**Problem details**
Return, word for word, only the lines from the one containing "the pink dupatta" through the last line of the entries.

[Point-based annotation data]
--

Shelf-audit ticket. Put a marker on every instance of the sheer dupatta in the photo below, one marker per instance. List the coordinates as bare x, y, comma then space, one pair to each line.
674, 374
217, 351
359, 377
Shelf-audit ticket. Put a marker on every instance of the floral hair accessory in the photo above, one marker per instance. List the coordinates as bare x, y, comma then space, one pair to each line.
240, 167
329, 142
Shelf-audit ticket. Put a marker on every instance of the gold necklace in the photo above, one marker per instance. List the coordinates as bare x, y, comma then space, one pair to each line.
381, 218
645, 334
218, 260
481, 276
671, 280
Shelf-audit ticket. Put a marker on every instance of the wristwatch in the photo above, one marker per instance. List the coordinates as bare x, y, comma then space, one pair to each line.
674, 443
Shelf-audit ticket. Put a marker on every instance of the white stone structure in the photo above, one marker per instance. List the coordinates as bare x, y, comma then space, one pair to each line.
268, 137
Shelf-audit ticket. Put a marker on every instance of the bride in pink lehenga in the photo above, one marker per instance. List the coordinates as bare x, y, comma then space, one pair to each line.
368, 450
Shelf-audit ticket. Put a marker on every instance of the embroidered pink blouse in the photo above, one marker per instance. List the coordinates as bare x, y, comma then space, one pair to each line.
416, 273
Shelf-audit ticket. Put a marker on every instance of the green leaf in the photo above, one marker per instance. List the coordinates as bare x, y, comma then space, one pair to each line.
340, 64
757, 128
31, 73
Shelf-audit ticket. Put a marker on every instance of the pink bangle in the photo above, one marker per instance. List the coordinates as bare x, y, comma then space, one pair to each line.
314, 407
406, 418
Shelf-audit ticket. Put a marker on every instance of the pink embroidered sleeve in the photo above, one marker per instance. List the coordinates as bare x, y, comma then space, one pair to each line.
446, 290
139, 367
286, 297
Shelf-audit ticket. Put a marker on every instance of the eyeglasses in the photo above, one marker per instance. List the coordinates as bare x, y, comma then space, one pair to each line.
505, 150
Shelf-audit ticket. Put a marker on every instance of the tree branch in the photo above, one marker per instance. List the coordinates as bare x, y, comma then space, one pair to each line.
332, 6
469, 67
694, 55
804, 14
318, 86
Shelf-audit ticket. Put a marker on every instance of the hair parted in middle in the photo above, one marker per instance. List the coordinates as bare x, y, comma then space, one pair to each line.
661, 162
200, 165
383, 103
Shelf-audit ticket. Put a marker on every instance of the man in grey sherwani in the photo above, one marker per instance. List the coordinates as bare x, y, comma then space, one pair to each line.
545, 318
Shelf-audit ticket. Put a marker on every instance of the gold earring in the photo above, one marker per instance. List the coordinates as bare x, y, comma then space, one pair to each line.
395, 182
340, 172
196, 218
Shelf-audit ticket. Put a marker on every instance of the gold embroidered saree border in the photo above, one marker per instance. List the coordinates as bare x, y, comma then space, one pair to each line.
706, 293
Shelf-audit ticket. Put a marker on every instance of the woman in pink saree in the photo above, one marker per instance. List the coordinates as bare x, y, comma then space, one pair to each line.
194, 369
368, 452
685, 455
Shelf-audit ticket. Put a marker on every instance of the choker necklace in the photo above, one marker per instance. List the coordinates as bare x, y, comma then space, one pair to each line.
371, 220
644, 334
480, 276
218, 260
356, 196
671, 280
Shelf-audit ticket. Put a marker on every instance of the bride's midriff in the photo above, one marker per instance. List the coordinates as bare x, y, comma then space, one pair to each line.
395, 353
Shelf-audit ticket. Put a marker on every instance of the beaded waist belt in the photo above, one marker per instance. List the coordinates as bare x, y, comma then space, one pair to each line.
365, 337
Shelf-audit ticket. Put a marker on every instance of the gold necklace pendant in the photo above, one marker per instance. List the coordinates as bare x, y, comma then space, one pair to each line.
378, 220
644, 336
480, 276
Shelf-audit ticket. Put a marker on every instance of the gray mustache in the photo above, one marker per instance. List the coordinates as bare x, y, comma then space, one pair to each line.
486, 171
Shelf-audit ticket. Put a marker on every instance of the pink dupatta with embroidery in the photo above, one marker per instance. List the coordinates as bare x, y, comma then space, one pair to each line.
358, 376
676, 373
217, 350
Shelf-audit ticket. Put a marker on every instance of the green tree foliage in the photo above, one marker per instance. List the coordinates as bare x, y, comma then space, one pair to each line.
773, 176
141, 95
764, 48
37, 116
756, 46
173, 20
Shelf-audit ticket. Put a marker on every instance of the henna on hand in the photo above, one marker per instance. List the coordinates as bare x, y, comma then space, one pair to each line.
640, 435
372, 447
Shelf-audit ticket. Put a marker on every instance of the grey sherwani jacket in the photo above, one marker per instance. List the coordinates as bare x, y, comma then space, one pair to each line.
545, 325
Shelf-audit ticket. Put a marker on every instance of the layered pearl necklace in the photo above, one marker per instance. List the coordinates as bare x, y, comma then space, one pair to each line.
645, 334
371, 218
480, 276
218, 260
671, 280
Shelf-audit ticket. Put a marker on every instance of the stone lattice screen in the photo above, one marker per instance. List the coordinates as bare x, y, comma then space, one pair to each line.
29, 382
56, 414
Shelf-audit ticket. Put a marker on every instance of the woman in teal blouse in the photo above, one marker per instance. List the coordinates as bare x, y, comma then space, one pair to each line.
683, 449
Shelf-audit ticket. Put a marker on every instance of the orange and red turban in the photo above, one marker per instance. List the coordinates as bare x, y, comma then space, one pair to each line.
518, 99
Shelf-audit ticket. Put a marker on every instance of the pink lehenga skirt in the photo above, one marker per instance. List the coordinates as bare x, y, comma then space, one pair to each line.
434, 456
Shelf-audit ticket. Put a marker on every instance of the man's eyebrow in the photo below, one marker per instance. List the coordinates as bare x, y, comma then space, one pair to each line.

--

**Result of the task**
Shelf-audit ticket. Put a marker on every instance of the pink dupatta with embroidery in the photo above, one marker per instance. List the coordinates as bare x, y, comma then space, one pair to each line.
358, 376
676, 373
217, 350
Shelf-audit ticket. Put a marker on every instance of the green tree foliage in the photo above, one marker per instance. List the coordinates as bare x, y, comma then space, one pair to each line.
773, 176
141, 95
764, 48
37, 116
756, 46
173, 20
Shelf-audit ticket. Put a marker on every instance of the henna on hand in the photo above, one marker per instance. List the coordinates as bare x, y, comma then space, one pair to each line.
640, 435
372, 447
Shelf-audit ticket. Put a marker on every instance of the grey sherwani jacket in the photo above, one marker per instance. List the coordinates as bare x, y, comma then space, one pair to each line.
545, 325
Shelf-audit ticket. Put a marker on every instance of the layered pearl necklace in the photo above, one marker per instance. List the coordinates as bare x, y, comma then space, one pair to each line.
645, 334
371, 218
480, 276
218, 260
671, 280
Shelf-audit ticket. Put a marker on every instance of the stone lattice screen in the photo above, one marker per instance. List the coordinates as bare x, y, comma then space, one pair to each line.
29, 382
56, 414
Shelf-audit ticket. Put a marker on every instance of the woman in teal blouse in the photo above, one marker per instance. List the coordinates as bare x, y, comma then space, one pair to each line.
683, 449
Shelf-audit ticket. Put a marker on every instance of the orange and red turban in the photo above, one marker per instance. List the coordinates as bare x, y, comma then space, one pair to each line.
518, 99
Shelf-audit ticket. Put a marker on every instance of the pink lehenga skirt in the photo above, one marker per instance. List the coordinates as bare x, y, comma then space, one pair to each line.
434, 456
Shelf-audit ticket. Put a marker on every instance of the man's eyebrow in the photo below, one marker per instance. List the coordinates as bare x, y, comma then space, one pair to each line.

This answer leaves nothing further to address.